# [BONDING] Balanceo de carga de  2 o más ADSL (Cerrado)

## galidor

Hola de nuevo.

Estoy buscando alguna orientación acerca de cómo aumentar el ancho de banda del que dispone la empresa mediante la contratación de varios ADSL y haciendo un balanceo de carga entre ellos.

Las soluciones que aportan los ISP para dar salida a los servicios que pretende prestar la empresa son extremadamente caras y quizá de esta manera podamos solventar el asunto sin hacer tanto gasto en estos tiempos que corren.

Gracias.

----------

## gringo

creo que esto es lo que buscas, no ?

http://www.gentoo.org/doc/en/handbook/handbook-x86.xml?part=4&chap=3#doc_chap6

saluetes

----------

## galidor

No, creo que no es el caso. Esa parte es la que tengo hecha en la red local para aumentar la disponibilidad de los servidores aparte de aumentar el caudal de datos pero eso sirve si las dos interfaces están conectadas a la misma red.

 *Quote:*   

> If you have two network cards going to the same network...

 

Yo buscando buscando he encontrado esto: http://lartc.org/howto/lartc.rpdb.multiple-links.html

Que parece lo que necesito pero no entiendo bien lo que hace.

Gracias de todas formas.

----------

## gringo

oops, no sé porque entendi que estaban conectadas a la misma red ... leyendo un poco por encima el enlace que pegas entiendo que simplemente juega con la tabla de las rutas por defecto pero nunca me he visto en esta situación la verdad.

######

**OBJETIVO:**
Responde a estas preguntas sobre el hilo del foro:
1. ¿Qué quiere contratar galidor para aumentar el ancho de banda de la empresa?
2. Según galidor, ¿en qué caso sirve la configuración del enlace que propone gringo?
3. ¿Qué entiende gringo que hace el enlace que pega galidor?

######

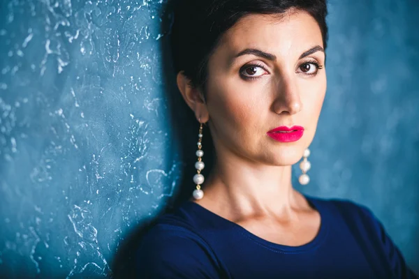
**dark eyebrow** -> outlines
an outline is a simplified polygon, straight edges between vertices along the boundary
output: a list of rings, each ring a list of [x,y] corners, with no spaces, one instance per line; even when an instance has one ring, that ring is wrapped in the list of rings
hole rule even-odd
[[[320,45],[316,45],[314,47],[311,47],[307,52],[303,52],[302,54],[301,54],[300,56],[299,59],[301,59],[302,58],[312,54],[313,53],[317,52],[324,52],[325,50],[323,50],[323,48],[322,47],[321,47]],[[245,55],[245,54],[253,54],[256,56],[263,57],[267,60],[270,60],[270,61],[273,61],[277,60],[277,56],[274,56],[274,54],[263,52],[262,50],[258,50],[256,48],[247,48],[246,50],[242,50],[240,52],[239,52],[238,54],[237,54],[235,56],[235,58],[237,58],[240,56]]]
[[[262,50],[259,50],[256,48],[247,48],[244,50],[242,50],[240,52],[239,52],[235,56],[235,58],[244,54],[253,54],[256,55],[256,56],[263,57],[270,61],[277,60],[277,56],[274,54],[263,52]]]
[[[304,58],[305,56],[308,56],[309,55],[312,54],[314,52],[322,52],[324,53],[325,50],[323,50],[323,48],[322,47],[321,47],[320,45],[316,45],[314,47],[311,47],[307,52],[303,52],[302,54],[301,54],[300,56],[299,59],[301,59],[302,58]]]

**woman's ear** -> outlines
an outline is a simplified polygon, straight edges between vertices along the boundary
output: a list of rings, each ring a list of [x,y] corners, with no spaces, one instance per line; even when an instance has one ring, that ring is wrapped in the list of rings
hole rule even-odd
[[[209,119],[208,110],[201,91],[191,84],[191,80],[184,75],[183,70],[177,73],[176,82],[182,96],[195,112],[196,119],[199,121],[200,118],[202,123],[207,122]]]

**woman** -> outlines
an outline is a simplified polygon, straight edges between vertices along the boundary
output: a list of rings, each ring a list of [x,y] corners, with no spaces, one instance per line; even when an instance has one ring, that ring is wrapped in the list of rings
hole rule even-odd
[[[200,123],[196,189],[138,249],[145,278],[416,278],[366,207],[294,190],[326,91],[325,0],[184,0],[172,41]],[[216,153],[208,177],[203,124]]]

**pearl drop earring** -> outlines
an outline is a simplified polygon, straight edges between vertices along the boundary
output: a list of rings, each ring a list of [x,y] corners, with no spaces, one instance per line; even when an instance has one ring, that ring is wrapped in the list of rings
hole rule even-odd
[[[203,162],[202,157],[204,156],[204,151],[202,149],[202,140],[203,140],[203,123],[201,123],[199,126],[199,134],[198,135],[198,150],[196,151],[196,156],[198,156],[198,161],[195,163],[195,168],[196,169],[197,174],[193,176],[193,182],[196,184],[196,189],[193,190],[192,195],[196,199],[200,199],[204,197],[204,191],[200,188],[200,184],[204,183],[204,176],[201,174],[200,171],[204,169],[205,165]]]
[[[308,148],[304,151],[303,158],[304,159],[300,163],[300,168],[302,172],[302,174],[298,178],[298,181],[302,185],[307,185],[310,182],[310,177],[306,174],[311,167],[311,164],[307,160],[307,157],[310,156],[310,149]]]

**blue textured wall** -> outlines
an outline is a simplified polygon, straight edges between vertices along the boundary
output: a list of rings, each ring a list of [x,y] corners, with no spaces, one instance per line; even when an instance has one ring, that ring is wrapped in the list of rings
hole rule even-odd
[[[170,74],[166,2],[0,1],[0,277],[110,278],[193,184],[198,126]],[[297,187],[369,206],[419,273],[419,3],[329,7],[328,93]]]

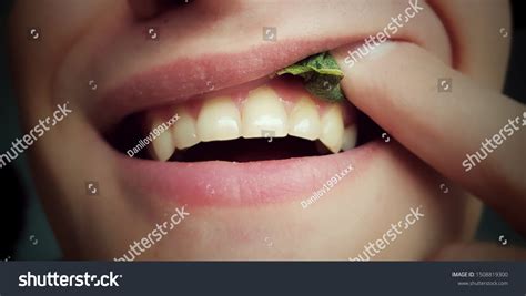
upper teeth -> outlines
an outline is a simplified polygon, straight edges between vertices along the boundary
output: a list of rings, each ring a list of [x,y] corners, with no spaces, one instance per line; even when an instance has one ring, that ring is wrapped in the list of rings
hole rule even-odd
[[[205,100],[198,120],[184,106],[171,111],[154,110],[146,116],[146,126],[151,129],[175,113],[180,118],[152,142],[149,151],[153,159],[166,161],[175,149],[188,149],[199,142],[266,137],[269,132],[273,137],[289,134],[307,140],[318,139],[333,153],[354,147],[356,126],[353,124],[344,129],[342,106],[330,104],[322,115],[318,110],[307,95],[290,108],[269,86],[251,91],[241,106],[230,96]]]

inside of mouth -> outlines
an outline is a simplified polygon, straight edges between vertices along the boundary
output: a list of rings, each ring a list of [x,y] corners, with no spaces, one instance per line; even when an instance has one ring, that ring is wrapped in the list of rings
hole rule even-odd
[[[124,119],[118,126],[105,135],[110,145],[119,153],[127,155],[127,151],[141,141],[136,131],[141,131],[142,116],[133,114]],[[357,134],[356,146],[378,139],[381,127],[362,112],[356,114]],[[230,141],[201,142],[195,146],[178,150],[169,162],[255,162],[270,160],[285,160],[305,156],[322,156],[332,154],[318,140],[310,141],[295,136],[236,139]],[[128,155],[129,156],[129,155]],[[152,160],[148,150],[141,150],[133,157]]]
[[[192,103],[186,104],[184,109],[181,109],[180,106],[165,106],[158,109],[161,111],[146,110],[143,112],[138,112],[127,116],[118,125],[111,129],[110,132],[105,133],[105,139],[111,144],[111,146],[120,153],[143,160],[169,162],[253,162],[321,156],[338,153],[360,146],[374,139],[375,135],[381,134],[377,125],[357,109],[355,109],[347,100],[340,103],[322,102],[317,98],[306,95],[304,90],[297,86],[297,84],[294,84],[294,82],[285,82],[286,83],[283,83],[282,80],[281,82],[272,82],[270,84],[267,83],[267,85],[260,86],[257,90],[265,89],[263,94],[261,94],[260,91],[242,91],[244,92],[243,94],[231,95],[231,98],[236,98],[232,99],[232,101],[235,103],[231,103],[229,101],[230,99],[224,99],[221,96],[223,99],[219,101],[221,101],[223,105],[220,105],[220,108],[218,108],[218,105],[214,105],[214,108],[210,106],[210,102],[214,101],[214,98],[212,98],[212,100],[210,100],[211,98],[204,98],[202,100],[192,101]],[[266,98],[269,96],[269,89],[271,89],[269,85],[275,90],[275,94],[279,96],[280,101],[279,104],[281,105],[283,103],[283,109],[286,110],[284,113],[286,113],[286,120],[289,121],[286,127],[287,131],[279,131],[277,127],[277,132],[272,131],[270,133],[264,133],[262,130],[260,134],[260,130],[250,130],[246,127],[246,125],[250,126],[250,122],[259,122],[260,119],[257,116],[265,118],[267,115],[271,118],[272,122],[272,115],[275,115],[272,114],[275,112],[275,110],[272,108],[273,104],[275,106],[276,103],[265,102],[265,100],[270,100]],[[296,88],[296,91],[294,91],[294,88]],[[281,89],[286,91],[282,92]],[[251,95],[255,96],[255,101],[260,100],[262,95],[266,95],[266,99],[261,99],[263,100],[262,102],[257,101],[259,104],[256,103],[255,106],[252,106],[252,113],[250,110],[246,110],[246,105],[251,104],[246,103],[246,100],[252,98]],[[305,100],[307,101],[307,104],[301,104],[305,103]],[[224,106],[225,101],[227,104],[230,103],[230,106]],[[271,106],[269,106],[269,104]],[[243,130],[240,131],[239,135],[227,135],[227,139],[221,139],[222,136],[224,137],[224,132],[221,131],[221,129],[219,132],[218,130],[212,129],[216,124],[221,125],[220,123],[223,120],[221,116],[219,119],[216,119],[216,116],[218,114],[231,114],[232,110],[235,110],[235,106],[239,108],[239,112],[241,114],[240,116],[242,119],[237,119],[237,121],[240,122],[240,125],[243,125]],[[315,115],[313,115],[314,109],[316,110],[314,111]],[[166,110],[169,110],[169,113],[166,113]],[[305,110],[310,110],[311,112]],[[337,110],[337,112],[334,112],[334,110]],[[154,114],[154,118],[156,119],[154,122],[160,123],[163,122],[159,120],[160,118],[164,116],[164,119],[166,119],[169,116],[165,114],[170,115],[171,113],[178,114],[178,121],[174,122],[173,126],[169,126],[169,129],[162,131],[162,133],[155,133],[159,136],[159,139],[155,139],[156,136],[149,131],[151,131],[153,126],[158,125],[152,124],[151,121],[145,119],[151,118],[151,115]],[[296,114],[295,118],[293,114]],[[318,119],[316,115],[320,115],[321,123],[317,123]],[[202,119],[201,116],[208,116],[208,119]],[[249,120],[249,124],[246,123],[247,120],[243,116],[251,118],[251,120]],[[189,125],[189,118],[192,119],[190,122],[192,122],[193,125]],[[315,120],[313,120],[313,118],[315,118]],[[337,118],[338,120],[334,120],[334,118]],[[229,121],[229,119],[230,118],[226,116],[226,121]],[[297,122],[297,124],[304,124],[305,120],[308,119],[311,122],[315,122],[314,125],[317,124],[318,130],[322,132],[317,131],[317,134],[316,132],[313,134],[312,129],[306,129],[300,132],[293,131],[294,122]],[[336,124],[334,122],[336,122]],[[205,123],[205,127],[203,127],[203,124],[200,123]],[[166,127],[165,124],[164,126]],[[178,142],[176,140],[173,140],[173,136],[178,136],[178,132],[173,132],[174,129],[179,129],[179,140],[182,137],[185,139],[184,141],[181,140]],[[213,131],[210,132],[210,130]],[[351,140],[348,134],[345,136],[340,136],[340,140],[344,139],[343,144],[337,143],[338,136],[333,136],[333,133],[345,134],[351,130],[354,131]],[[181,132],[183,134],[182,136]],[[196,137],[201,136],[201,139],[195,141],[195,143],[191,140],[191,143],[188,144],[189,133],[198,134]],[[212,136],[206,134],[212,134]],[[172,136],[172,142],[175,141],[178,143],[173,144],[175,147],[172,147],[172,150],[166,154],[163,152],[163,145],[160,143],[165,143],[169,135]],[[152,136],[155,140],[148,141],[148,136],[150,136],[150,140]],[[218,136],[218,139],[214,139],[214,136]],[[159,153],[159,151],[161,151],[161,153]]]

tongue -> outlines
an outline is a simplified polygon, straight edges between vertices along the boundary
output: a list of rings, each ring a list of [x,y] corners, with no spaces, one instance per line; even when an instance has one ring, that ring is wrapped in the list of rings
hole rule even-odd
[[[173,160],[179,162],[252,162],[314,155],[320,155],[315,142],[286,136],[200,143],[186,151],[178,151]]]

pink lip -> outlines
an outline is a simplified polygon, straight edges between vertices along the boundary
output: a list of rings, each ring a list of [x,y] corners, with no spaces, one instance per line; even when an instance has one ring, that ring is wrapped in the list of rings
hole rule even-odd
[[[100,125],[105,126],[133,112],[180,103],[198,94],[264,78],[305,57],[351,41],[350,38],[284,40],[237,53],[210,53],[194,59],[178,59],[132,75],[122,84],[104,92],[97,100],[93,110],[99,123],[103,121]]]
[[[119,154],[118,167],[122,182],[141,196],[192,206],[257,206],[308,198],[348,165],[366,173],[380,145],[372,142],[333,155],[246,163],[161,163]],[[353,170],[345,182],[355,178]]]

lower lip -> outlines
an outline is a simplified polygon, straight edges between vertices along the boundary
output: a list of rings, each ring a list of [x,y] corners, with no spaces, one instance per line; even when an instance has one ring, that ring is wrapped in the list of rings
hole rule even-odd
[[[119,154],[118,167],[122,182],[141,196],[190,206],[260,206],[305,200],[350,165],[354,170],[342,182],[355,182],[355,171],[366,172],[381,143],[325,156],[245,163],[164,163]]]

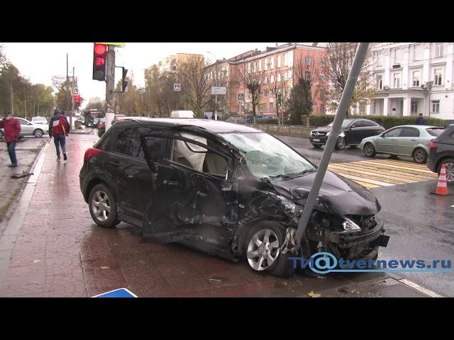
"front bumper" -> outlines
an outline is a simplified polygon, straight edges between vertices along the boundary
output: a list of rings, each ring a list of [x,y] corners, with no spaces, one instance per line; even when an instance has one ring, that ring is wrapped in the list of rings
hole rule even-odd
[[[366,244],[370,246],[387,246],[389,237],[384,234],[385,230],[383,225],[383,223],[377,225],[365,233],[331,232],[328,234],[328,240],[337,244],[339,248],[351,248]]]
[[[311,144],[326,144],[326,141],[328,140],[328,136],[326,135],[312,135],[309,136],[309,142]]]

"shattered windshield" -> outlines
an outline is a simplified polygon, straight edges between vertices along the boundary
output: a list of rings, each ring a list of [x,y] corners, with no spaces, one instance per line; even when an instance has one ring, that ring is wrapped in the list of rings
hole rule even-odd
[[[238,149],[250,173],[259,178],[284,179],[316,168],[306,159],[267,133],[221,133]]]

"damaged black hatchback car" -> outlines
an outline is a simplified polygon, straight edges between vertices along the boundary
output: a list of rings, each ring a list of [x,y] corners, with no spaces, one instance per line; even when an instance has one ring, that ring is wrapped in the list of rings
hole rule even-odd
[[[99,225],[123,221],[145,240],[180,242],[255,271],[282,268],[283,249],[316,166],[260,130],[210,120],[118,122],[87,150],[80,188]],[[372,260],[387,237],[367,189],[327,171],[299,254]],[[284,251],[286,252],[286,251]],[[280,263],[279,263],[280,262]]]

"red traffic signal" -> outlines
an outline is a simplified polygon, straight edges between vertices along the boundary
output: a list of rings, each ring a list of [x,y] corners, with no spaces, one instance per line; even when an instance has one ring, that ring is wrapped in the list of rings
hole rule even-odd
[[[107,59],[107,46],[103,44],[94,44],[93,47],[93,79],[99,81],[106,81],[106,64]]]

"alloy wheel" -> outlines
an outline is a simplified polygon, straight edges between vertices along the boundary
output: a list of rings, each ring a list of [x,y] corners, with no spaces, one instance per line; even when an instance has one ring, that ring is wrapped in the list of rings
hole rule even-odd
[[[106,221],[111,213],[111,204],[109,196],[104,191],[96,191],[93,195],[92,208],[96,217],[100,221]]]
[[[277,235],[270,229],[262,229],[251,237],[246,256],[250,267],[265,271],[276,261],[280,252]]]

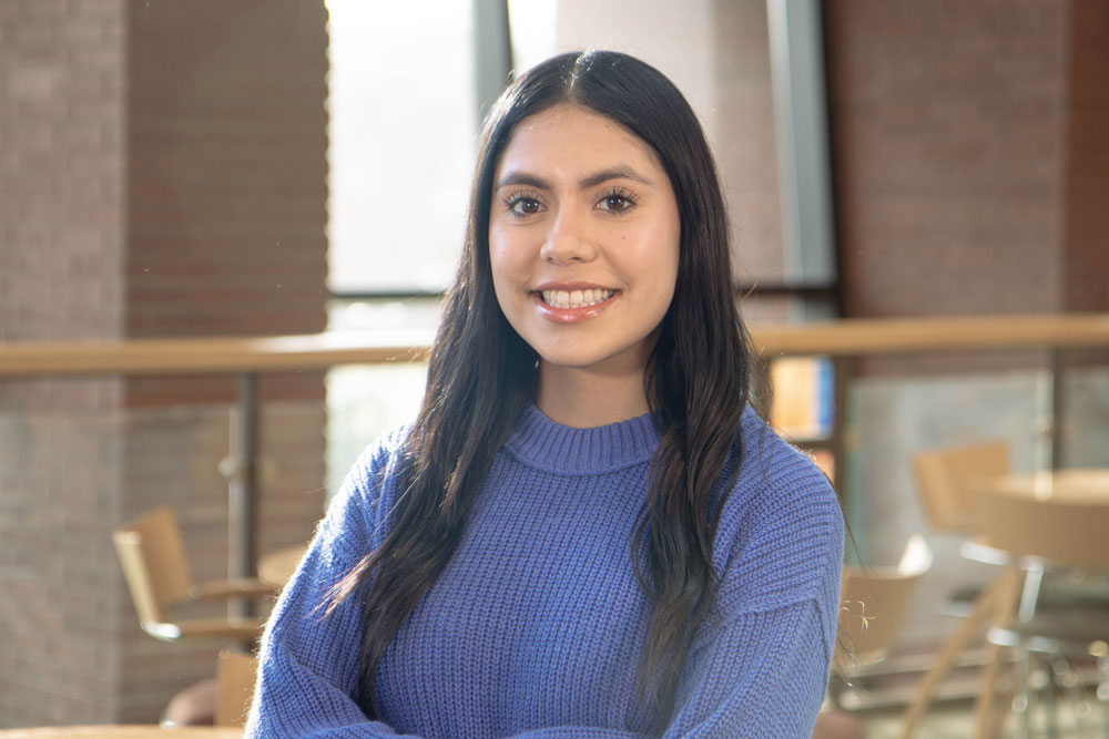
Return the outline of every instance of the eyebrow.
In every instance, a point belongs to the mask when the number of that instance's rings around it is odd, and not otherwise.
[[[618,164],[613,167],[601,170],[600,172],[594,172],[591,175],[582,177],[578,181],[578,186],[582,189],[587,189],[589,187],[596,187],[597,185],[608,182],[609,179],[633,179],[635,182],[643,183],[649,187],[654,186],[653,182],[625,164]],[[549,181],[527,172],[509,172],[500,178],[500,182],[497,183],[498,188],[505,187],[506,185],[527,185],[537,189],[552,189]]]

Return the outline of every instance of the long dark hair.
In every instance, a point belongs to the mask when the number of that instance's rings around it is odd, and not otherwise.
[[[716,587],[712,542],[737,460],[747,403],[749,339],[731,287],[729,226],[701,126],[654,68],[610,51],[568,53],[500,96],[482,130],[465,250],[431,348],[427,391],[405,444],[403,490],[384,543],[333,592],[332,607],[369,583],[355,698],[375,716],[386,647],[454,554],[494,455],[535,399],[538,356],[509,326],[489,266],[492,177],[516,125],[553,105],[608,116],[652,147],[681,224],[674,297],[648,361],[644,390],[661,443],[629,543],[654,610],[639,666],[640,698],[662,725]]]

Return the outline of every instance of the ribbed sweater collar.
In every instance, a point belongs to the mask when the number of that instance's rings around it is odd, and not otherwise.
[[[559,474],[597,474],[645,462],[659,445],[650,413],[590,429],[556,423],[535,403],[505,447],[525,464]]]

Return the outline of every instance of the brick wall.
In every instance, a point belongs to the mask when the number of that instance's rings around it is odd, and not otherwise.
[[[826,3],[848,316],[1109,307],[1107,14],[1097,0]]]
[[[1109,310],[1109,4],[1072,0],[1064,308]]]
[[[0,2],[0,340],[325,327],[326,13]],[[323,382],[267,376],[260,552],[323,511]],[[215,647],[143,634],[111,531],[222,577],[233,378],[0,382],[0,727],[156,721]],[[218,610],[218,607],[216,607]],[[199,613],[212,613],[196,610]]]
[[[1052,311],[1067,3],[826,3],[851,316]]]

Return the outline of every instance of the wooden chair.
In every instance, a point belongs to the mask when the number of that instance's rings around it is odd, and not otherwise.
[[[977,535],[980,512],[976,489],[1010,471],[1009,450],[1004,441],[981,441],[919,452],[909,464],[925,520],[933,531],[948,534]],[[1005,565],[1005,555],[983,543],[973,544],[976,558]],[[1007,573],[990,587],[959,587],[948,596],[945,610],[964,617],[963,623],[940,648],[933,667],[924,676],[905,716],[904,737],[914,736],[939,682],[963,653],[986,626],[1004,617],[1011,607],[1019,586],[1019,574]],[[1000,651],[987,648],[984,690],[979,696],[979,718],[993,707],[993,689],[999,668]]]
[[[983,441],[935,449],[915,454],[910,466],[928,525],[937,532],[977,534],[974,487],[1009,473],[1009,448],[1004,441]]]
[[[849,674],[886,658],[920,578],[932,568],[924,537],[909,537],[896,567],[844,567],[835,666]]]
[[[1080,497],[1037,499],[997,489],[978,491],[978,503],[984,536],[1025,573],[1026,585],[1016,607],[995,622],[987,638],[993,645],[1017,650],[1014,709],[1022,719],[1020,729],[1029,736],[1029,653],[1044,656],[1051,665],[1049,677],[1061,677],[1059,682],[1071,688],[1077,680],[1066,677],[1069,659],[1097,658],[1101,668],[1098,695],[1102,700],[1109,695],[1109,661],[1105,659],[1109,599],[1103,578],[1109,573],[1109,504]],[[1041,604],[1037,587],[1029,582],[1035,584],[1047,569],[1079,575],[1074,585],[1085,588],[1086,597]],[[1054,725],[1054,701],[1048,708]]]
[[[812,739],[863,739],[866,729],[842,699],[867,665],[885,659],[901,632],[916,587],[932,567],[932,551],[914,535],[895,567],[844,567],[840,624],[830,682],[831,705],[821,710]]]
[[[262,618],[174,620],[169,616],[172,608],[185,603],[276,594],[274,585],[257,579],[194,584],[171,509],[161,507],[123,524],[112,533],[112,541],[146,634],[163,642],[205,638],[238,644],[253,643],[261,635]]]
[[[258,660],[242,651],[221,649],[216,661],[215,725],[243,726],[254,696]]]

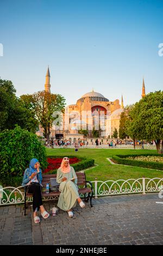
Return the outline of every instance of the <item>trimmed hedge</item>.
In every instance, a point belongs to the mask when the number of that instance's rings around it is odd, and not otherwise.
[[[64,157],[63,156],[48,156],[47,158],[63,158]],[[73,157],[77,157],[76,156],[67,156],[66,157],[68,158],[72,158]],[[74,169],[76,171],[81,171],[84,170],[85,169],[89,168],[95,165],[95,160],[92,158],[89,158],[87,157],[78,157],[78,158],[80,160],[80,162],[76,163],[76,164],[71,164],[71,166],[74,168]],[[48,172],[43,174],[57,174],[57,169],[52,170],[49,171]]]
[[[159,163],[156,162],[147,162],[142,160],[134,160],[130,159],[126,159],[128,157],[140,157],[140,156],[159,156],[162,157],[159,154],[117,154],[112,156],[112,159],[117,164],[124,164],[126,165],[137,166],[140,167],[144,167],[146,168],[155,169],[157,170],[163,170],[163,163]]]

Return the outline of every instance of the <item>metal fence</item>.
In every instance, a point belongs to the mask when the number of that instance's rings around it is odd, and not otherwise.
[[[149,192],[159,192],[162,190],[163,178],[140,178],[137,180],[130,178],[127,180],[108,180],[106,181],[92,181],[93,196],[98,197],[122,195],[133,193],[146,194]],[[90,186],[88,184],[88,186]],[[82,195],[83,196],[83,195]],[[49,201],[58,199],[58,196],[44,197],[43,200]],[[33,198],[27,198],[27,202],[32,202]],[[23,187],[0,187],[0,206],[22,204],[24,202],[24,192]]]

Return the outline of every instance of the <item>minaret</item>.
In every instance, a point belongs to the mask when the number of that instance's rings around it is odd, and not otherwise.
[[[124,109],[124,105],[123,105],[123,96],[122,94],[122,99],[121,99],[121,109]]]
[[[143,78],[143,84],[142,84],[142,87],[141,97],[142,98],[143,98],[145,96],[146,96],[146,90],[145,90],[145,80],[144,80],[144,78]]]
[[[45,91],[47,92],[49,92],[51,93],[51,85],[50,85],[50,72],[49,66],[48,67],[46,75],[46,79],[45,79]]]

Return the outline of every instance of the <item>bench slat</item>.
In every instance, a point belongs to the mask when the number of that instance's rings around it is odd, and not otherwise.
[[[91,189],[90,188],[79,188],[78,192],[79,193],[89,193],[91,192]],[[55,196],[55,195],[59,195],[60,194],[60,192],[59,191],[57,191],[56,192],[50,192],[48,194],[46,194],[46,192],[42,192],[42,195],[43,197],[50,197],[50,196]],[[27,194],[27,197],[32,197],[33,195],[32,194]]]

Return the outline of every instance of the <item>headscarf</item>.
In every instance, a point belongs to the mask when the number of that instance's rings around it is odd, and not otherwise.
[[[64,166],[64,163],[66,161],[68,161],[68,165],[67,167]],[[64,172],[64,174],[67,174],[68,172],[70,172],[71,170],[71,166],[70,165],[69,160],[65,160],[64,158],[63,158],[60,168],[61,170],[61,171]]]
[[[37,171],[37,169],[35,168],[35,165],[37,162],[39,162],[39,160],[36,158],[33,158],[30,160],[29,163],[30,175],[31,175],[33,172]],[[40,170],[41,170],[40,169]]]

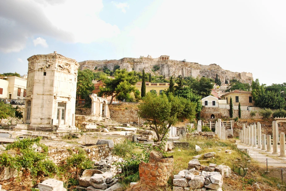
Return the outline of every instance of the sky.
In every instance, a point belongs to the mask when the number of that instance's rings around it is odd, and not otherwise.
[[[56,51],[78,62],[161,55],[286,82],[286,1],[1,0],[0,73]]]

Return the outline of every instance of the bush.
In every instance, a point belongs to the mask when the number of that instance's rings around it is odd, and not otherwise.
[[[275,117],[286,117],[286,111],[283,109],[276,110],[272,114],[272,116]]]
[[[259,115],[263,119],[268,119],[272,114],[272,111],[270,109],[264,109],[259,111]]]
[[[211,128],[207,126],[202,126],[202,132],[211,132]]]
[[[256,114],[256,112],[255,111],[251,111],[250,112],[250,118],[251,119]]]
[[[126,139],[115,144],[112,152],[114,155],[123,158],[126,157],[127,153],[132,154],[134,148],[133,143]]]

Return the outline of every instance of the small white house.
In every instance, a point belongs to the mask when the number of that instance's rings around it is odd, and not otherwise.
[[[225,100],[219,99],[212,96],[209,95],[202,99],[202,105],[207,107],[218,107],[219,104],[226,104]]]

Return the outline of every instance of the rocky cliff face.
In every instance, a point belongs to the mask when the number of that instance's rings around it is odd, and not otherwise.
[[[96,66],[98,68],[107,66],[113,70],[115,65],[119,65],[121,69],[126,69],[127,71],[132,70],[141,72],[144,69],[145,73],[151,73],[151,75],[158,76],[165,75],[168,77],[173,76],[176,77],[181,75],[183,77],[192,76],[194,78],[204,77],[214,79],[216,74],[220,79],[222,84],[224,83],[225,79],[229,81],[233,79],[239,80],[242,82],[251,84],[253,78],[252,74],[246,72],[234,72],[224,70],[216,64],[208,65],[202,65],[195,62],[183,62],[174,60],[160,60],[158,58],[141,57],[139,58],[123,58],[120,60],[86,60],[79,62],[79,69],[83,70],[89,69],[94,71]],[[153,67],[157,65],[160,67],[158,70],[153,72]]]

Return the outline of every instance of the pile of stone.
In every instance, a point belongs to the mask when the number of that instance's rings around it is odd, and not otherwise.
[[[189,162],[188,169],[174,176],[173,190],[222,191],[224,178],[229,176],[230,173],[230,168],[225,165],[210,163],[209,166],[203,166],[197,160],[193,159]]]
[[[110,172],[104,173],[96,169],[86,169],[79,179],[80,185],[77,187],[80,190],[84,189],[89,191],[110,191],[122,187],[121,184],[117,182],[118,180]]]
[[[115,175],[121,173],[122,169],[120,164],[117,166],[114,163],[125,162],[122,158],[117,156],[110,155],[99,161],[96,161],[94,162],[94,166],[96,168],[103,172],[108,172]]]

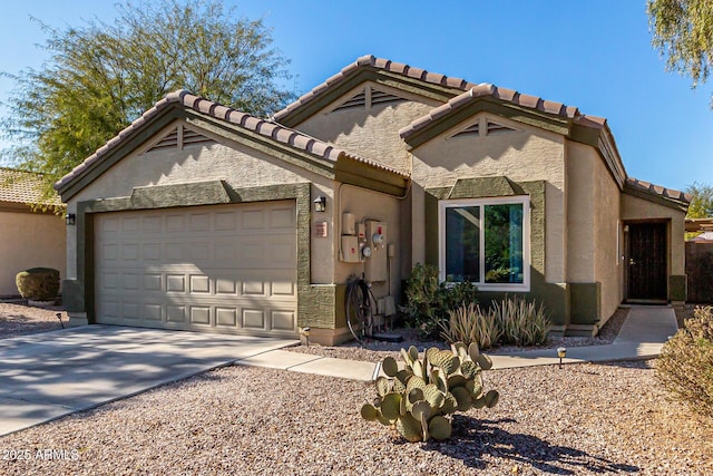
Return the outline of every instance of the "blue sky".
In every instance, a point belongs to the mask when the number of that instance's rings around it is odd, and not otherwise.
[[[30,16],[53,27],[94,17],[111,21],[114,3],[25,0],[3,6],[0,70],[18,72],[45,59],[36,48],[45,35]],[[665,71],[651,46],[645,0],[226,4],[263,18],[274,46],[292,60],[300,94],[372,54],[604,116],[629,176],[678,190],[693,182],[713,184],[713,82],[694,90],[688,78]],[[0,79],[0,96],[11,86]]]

######

**RESULTADO FINAL:**
1. Quiere contratar varios ADSL y hacer un balanceo de carga entre ellos.
2. Sirve si las dos interfaces están conectadas a la misma red.
3. Entiende que simplemente juega con la tabla de las rutas por defecto.